> EXERCISE
Starting at the line that contains "160, row 63." in the listing below, write out every line word for word until you have written the line that contains "233, row 36.".

> INPUT MATERIAL
◆ ◆ ◆ ◆ ◆ ◆ ◆
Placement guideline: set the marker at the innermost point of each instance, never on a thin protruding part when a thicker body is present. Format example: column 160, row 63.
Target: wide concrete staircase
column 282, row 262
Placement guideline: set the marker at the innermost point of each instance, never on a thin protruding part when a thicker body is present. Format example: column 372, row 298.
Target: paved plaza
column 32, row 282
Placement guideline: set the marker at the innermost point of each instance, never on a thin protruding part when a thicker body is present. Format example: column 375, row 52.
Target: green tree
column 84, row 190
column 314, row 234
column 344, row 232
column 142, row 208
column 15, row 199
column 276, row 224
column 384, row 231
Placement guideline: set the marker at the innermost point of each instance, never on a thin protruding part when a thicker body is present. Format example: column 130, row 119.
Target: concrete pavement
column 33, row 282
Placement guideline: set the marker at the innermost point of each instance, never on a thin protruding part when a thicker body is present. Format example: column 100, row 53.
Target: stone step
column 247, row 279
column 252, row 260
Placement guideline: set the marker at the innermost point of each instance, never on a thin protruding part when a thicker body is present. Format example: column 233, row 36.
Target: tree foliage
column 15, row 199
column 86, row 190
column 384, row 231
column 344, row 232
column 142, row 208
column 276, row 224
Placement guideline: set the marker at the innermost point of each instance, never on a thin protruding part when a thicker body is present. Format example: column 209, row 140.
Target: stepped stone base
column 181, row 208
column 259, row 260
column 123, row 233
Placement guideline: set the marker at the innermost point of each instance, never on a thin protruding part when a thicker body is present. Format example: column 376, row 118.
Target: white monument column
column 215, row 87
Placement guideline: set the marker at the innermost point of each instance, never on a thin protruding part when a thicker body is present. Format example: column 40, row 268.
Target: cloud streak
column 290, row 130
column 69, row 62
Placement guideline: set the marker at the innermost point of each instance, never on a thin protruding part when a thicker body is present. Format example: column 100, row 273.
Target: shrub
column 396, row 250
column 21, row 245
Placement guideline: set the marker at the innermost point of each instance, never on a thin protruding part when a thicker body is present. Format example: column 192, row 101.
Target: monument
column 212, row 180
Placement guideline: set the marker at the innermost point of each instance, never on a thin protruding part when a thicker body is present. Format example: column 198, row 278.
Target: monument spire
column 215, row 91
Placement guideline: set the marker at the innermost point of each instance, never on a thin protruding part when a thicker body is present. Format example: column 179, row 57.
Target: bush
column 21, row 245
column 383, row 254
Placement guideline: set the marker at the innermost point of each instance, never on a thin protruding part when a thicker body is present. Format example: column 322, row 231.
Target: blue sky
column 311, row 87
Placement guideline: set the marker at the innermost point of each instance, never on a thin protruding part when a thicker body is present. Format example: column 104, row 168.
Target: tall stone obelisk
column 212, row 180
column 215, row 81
◆ ◆ ◆ ◆ ◆ ◆ ◆
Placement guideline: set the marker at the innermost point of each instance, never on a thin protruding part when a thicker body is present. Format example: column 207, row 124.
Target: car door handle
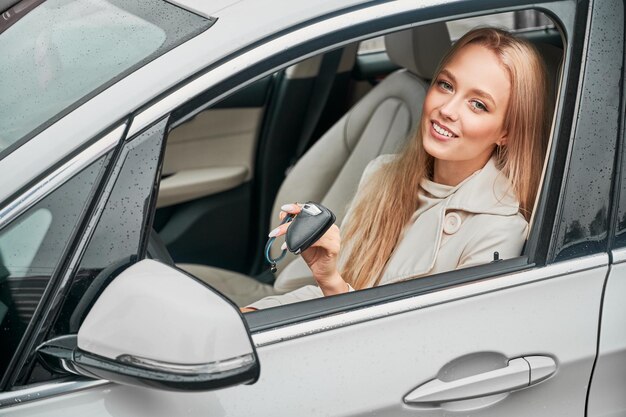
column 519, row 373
◆ ◆ ◆ ◆ ◆ ◆ ◆
> EXPECTED OUTPUT
Placement guideline: set the marker at the innermost point of each instance, never on a thin protruding part when a thicker body is present. Format example: column 160, row 63.
Target: wide concrete staircase
column 282, row 262
Placement guideline: set the marker at the innermost point of each instance, never on a thin protruding part when a thicker body is present. Format example: column 372, row 298.
Target: paved plaza
column 32, row 282
Placement guideline: set the marker at the innermost point of each instance, never on a thin protruding part when a thicker body is present. Format example: column 375, row 52.
Target: green tree
column 84, row 190
column 314, row 234
column 344, row 232
column 142, row 208
column 15, row 199
column 276, row 224
column 384, row 231
Placement guideline: set the marker at the innermost point of each instance, never on a thin protruding part when a thicker body is present. Format example: column 130, row 119.
Target: concrete pavement
column 33, row 282
Placement guideline: set the marker at the innermost point of each instance, never on a thin protruding part when a thicker body is present. Format example: column 100, row 53.
Target: stone step
column 247, row 279
column 252, row 260
Placement guideline: set the marker at the innermost point of each instance, never on a thin protruding part when a thicker body is present. Format example: column 233, row 36.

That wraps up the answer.